*Passage for review*.
□ □ □ □
# cleaning and sanitizing natural bristle pastry brushes?



## sandsquid (Dec 23, 2013)

Any sage advice for cleaning and sanitizing natural bristle / wood handle pastry brushes?

I have silicone brushes in my go-bag though I really prefer to use natural bristle brushes.   I've always had an uneasy feeling about natural bristle brushes harboring some nasty microbes or bacteria, even with a good soak in quats, so I've taken all my natural bristle brushes out of my kit completely and only use them at home.


----------



## foodpump (Oct 10, 2005)

Boil 'em.

Stick them in a pot, fill with cold water, place a dinner plate on top, and boil the sucker.  After a good minute of hard boiling, repeat with fresh cold water.  Do the same with nylon or cotton/nylon pastry bags.

I hate the natural bristle brushes.  They smell like wet pig, because that's what they are, pig bristle brushes.  Not exactly a bonus point when working in Jewish, Muslim or vegetarian kitchens.  And they shed hair.


----------



## sandsquid (Dec 23, 2013)

foodpump said:


> I hate the natural bristle brushes. They smell like wet pig, because that's what they are, pig bristle brushes. Not exactly a bonus point when working in Jewish, Muslim or vegetarian kitchens. And they shed hair.


Thanks.

If only I could find a synthetic alternative that performs as well as natural bristle, and doesn't melt if you stick it in a pan of hot stuff, I'd be delighted.


----------



## cuthculain (Jul 8, 2014)

Ive had good luck with oxo silicone pastry brushes. They are so cheap you don't even feel bad bout pitching em. Good to 600 degrees almost as good as hair. But to answer your question i use an autoclave to sanitize naturals


----------
□ □ □ □
*Dataset excerpts*.
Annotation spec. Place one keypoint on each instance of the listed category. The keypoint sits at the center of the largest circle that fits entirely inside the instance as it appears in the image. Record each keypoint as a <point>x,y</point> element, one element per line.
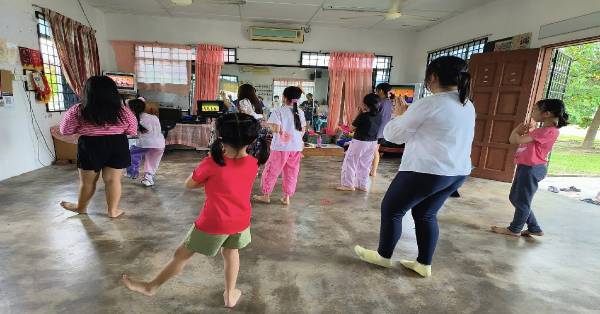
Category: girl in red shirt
<point>531,158</point>
<point>227,176</point>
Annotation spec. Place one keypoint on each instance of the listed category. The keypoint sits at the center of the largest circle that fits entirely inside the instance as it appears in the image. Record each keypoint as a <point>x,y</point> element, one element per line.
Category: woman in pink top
<point>103,123</point>
<point>531,158</point>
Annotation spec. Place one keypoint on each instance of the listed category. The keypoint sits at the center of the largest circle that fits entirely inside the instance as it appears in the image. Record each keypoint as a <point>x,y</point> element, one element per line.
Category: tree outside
<point>582,95</point>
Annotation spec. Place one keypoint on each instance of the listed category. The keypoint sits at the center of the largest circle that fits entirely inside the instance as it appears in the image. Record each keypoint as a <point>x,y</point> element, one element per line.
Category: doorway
<point>574,77</point>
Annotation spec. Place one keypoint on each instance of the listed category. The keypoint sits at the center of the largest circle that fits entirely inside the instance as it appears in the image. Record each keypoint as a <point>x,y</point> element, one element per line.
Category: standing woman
<point>103,123</point>
<point>438,132</point>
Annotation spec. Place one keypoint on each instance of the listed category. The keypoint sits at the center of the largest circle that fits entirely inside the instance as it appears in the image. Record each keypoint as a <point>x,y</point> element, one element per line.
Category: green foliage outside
<point>582,95</point>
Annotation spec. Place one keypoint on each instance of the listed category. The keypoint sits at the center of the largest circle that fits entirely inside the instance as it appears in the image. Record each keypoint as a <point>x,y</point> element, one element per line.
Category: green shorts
<point>209,244</point>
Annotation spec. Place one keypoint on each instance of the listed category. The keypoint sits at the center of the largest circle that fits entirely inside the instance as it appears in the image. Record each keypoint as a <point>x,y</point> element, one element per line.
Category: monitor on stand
□ □ □ □
*Exercise details*. Please decide whether each statement agrees with the pastry brush thread, answering yes or no and quoting the deciding words: (a) the boiling method has a dinner plate set on top of the pot; (b) the first poster keeps natural bristle brushes in the go-bag; (c) the silicone brushes mentioned are good to 600 degrees. The records are not needed for any of this work.

*Answer space*.
(a) Yes: "place a dinner plate on top"
(b) No: "I have silicone brushes in my go-bag"
(c) Yes: "Good to 600 degrees almost as good as hair."